-- START --
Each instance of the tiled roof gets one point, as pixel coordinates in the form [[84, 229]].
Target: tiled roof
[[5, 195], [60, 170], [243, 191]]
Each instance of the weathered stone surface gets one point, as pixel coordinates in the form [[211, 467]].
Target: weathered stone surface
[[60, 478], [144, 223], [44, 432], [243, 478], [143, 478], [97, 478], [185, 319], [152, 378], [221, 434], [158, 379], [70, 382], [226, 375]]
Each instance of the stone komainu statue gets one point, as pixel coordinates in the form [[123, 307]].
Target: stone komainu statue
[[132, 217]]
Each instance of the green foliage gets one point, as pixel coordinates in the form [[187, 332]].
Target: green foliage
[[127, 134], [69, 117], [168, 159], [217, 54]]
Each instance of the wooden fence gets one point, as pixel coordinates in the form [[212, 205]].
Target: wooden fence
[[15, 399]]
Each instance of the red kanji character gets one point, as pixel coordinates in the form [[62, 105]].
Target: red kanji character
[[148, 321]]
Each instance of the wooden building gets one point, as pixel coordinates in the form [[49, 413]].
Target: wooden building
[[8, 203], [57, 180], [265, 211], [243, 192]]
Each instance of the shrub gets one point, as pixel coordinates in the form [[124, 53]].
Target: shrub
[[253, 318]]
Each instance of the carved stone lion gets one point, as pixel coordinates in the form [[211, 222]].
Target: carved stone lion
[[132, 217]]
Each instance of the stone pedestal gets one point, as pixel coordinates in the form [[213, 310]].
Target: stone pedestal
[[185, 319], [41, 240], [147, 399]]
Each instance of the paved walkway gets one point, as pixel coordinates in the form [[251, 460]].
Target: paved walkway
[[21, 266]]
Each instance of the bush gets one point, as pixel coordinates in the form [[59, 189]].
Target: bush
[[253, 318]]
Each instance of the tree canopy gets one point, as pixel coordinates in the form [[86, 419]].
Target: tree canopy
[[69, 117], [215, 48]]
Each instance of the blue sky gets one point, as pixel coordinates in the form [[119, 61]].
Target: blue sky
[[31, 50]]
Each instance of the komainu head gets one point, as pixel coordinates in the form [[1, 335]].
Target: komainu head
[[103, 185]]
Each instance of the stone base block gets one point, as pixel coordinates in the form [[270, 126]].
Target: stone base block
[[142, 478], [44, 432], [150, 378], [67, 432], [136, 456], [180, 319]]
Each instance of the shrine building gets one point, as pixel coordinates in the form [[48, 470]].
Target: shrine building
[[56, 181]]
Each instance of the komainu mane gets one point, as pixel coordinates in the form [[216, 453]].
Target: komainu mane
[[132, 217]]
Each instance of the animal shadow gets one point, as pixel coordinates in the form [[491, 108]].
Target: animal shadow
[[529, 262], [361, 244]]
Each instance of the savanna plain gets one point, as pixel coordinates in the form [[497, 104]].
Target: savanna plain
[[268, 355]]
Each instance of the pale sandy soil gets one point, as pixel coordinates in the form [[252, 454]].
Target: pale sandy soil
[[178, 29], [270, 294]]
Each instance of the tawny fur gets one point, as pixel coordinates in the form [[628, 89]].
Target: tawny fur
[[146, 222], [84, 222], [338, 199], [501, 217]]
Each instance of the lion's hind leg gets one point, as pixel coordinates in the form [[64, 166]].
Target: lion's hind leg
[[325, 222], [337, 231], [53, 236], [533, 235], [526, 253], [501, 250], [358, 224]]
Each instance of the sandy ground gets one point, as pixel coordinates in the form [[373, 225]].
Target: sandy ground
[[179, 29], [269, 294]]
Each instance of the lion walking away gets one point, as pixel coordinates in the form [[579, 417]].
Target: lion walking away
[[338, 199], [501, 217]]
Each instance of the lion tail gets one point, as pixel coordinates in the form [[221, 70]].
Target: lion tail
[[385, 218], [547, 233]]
-- END --
• **Task description**: Update the records starting at the line containing "Each instance of the stone base" and ending at the line containing "456], [180, 319]]", changing "stone base block" to "stone plinth" and leaving everything else as it is. Return only those lines.

• **The response**:
Each instance of the stone plinth gets one point, as pixel coordinates in the form [[270, 126]].
Target: stone plinth
[[142, 478], [44, 432], [150, 378], [67, 432], [136, 456], [180, 319]]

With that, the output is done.